DATA SUPPLIED
_____

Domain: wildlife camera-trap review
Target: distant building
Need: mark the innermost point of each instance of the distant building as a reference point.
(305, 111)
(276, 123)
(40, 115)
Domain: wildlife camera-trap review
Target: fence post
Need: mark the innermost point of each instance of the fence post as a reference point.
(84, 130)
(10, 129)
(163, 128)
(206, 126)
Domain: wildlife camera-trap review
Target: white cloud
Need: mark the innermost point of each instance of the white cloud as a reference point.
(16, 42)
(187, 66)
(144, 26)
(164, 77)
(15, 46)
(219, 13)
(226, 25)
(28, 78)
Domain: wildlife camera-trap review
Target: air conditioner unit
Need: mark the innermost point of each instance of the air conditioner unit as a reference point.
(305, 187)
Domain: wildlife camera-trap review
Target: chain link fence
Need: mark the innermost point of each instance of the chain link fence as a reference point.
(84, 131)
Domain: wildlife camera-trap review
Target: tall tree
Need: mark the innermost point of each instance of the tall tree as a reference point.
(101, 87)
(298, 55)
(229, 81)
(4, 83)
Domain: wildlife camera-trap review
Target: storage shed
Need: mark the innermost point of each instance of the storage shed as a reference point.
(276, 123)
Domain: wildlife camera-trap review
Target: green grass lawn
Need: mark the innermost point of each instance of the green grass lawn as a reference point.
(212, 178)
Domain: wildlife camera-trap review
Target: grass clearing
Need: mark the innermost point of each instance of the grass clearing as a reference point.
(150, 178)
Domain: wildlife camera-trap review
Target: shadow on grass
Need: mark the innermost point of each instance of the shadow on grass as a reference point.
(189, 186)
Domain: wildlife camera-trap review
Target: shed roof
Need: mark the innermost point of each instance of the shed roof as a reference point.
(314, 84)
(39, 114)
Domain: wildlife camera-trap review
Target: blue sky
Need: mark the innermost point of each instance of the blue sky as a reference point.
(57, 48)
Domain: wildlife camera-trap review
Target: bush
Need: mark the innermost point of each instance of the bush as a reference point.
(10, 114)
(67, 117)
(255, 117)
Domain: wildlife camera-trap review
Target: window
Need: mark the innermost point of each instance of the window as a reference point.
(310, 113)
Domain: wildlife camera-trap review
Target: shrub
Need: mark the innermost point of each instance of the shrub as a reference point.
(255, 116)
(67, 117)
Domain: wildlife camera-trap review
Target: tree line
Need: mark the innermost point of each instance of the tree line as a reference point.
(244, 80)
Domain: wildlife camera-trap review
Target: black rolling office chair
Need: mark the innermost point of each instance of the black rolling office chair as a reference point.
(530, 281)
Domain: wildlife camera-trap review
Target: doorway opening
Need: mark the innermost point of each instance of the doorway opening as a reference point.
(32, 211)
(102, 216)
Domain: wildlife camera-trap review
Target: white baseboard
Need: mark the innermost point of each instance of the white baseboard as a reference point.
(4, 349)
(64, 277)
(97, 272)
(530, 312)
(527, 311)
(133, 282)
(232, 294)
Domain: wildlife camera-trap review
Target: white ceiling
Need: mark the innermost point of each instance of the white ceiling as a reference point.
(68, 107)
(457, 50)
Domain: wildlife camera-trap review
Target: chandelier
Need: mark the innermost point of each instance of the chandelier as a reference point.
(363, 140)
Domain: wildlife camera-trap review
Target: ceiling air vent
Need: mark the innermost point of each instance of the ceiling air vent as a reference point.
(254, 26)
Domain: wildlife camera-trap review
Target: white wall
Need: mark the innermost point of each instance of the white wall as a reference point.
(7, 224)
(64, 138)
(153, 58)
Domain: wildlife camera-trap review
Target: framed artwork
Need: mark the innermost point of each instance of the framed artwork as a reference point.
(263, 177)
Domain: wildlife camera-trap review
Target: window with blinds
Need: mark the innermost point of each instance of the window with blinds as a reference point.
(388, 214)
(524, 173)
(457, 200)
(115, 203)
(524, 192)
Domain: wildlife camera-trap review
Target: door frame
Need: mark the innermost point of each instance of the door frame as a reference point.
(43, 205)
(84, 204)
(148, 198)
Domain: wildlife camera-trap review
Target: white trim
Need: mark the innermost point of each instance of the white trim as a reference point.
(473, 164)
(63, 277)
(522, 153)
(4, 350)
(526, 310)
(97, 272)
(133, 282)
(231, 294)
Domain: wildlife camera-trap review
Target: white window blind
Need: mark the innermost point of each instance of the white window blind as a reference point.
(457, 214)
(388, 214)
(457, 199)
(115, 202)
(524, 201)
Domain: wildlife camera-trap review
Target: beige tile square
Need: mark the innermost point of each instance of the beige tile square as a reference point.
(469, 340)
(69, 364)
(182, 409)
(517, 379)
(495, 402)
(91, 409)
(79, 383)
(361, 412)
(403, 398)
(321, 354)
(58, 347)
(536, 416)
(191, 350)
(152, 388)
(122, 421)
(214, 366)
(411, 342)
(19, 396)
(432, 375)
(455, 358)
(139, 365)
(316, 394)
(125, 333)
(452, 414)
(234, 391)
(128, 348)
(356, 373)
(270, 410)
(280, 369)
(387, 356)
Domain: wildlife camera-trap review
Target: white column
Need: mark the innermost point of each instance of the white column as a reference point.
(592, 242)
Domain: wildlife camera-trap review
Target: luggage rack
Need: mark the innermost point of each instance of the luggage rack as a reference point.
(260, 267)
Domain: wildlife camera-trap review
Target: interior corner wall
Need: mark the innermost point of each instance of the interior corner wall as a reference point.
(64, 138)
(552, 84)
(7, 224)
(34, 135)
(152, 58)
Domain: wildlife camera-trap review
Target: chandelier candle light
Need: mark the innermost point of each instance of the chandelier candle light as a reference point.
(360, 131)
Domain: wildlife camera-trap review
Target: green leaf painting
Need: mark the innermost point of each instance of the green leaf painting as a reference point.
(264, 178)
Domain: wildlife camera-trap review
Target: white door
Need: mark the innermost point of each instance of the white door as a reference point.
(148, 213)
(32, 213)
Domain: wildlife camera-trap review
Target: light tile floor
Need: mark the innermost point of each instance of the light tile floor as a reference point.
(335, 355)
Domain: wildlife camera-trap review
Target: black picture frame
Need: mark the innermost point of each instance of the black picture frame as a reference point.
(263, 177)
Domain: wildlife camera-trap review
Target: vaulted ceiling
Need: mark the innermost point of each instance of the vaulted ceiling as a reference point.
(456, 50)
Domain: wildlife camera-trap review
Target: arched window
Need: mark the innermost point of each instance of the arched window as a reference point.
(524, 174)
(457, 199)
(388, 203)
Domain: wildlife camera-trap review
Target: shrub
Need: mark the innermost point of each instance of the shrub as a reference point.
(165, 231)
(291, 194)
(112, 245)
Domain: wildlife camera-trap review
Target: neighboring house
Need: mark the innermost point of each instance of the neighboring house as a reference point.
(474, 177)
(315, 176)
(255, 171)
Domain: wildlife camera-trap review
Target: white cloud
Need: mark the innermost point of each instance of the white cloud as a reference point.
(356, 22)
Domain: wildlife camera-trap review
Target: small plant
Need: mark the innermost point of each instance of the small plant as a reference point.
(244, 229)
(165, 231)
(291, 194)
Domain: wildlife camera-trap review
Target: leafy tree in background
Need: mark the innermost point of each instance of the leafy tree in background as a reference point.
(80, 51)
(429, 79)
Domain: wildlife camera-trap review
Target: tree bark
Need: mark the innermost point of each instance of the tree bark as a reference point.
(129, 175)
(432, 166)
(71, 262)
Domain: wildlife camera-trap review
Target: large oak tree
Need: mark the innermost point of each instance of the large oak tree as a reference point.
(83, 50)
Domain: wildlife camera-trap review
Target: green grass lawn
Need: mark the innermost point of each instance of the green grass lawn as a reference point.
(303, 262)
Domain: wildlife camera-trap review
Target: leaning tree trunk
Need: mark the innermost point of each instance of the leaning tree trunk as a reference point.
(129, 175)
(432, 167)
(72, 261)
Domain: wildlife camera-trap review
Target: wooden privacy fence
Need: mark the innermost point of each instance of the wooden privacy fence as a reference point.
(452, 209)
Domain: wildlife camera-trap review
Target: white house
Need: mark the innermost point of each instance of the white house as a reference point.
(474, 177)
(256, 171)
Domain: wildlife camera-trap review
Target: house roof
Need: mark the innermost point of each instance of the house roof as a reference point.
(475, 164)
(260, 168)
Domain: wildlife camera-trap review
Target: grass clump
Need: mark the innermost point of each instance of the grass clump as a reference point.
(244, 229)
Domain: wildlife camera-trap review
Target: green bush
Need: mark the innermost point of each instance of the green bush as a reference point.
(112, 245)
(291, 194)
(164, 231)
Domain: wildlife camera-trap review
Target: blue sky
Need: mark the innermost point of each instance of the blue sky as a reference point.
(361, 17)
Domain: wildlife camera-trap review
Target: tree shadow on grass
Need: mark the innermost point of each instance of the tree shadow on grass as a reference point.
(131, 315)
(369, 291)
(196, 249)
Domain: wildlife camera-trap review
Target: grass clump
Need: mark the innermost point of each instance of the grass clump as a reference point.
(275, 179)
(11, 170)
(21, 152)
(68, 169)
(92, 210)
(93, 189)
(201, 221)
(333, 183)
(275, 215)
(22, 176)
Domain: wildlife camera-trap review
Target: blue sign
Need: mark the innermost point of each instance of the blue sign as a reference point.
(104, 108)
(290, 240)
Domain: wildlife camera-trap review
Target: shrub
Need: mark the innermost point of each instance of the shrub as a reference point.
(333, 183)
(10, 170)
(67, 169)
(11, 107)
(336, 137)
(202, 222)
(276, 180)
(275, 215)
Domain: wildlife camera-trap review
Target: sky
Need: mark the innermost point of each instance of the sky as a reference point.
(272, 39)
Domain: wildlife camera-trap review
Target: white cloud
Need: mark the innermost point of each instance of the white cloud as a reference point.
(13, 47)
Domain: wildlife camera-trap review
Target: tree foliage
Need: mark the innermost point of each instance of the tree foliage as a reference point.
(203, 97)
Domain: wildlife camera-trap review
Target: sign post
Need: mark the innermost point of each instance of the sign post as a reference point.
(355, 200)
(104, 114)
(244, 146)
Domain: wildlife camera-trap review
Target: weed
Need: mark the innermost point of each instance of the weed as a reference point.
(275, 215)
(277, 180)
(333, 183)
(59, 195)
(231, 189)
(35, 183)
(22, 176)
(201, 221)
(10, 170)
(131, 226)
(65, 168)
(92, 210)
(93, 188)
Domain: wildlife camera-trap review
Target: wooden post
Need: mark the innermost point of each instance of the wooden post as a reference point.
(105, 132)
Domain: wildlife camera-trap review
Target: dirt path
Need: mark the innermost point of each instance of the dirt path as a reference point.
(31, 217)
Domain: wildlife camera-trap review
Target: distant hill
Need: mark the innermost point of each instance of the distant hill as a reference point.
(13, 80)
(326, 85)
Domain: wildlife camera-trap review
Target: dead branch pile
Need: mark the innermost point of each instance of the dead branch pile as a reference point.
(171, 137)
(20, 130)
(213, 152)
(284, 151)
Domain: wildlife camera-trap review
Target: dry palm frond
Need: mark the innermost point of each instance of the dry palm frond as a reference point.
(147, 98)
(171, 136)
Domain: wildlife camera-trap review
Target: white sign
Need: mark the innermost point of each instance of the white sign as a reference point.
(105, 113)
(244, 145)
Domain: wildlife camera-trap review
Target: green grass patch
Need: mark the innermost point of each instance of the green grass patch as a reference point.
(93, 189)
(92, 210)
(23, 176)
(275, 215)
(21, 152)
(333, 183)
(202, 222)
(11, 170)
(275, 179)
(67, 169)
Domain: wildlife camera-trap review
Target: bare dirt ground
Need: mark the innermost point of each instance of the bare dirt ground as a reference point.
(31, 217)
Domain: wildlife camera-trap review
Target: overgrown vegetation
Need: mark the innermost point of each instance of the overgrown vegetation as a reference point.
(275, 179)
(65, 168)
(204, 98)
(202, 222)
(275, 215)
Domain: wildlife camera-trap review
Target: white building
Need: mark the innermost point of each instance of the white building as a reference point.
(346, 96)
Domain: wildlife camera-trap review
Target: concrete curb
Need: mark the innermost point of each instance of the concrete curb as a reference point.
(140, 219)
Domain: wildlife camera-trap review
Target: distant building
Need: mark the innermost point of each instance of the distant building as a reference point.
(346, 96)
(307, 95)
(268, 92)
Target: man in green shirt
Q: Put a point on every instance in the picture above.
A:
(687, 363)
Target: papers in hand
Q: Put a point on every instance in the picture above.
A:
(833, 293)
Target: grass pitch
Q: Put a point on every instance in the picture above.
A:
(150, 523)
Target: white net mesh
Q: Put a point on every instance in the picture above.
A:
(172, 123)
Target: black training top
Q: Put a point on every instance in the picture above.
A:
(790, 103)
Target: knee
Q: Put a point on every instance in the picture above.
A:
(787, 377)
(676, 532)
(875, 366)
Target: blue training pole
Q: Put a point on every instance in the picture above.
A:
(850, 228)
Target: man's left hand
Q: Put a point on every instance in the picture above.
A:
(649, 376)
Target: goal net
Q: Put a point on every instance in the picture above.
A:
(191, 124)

_____

TASK DETAILS
Find the lines above that contain the word "training" and copy each one.

ANSWER SECTION
Target: black training top
Target: blue training pole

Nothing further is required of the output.